== WORK TO BE COMPLETED ==
Take every line from the listing below that includes "point" and copy it.

== INFORMATION GIVEN ==
-------

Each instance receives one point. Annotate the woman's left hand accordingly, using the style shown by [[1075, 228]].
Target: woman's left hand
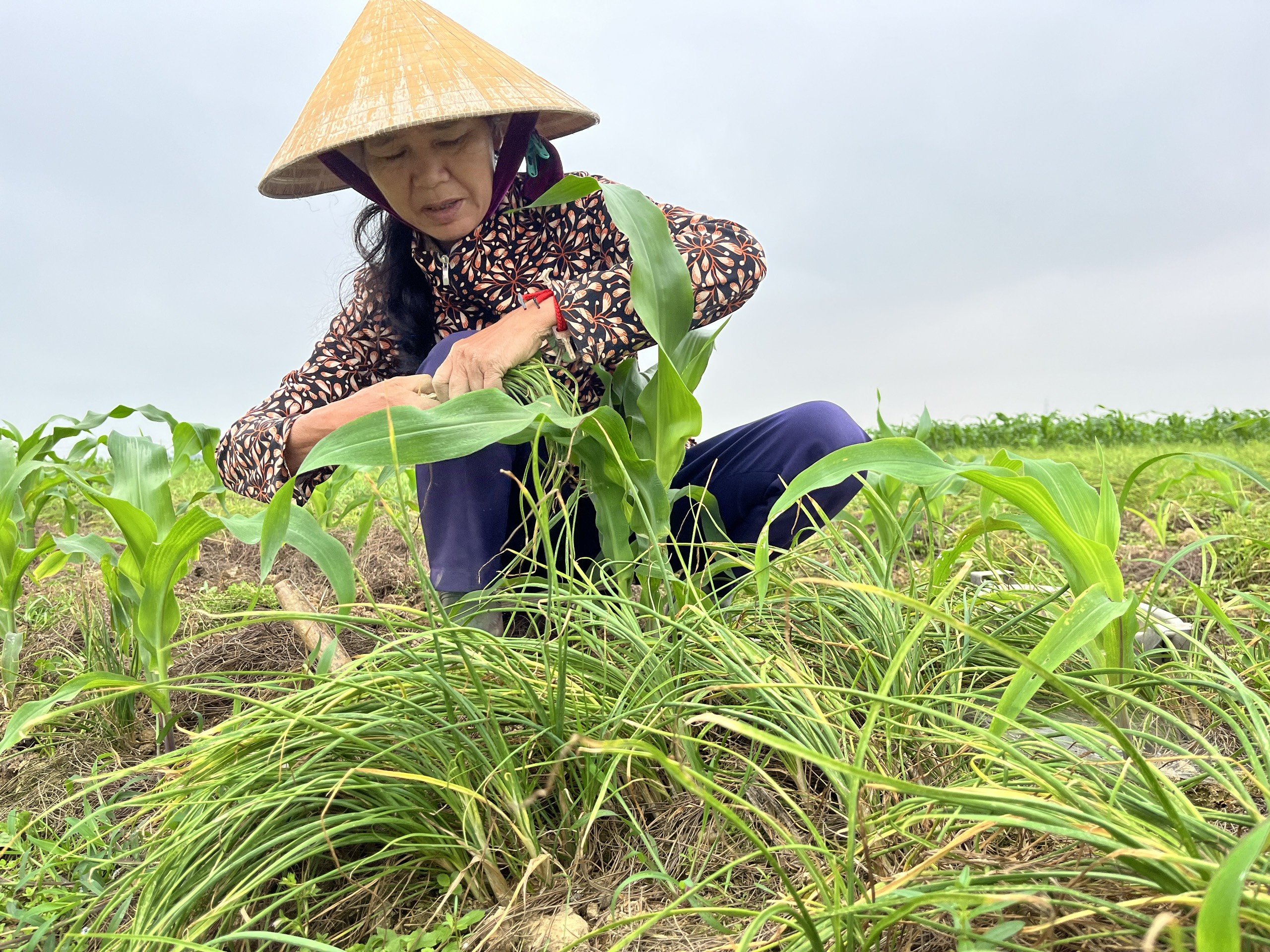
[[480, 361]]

-------

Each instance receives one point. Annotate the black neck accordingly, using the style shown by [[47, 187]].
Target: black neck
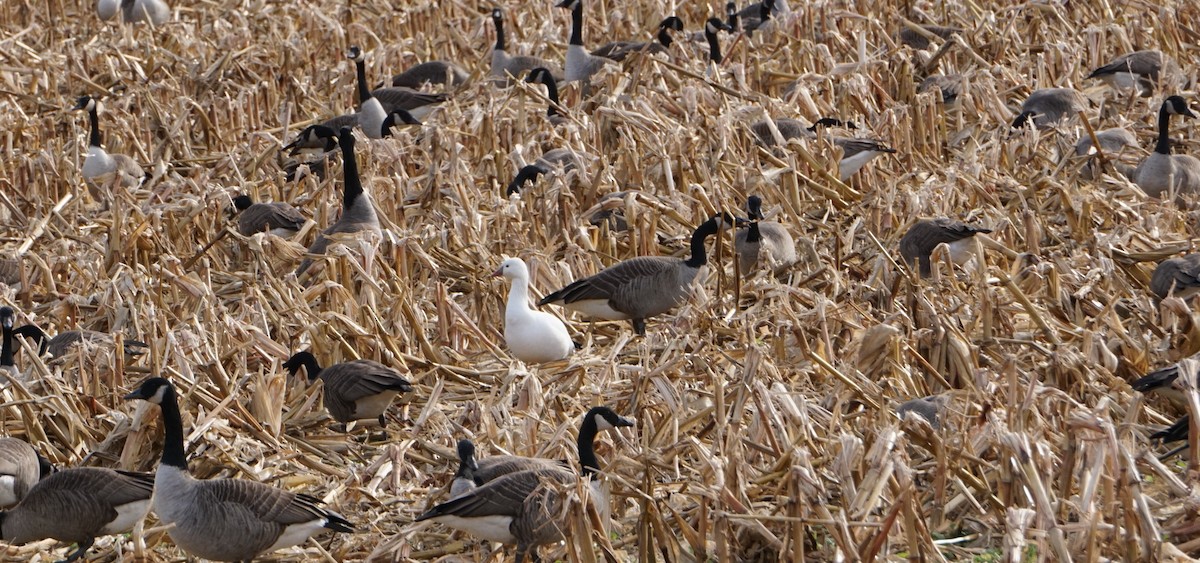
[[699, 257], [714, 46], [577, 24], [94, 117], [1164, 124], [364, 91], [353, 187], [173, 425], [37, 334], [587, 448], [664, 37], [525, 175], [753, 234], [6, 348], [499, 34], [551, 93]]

-------

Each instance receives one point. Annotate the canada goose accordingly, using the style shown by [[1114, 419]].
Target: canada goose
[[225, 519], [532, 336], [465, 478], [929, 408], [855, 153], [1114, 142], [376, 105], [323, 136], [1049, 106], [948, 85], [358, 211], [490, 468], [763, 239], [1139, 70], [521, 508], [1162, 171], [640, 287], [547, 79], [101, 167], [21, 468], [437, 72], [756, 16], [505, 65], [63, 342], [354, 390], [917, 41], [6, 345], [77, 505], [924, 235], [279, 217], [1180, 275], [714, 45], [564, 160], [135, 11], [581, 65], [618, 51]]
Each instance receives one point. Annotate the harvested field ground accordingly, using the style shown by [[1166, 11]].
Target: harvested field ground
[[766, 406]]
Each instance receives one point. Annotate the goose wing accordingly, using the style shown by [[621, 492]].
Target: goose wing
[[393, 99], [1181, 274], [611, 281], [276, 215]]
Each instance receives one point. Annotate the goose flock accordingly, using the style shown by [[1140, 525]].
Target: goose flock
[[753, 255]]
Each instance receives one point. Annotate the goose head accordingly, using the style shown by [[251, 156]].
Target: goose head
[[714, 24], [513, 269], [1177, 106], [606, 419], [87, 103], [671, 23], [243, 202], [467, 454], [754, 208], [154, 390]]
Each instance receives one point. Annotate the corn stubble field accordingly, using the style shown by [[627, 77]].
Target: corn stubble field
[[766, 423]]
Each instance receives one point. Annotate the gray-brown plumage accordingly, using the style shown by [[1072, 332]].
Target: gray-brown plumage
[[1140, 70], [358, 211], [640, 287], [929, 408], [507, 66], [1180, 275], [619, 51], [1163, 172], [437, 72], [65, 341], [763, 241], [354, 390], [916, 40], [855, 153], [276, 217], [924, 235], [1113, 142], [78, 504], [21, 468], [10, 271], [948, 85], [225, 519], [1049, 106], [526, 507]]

-------

== COMPLETED EXERCISE ==
Each instance receives one point. Annotate the woman's left hand accordingly, using the style shown by [[1075, 228]].
Each instance receives one point. Annotate the black neck accordingly, using the style shown by [[47, 187]].
Each instance receives one point. Annotate the canada goose accordingly, using the style shown by [[1114, 419]].
Each instance receives one point. Annotate the harvested field ground accordingly, using the style shown by [[1166, 11]].
Each instance receives one point. Annotate the goose wing accordingly, using the style shown by [[621, 492]].
Each instance receives one point. Annotate the goose flock accordingly, using the style shown by [[1140, 525]].
Each instance receives one point. Annotate the goose head accordingly, using the style shown by [[251, 156]].
Each instance receives one point. Annotate the corn stubble field accordingly, using the style shown by [[627, 77]].
Each instance receives one point. Annotate the gray-brown plumage accordingly, using the style shown by [[1072, 332]].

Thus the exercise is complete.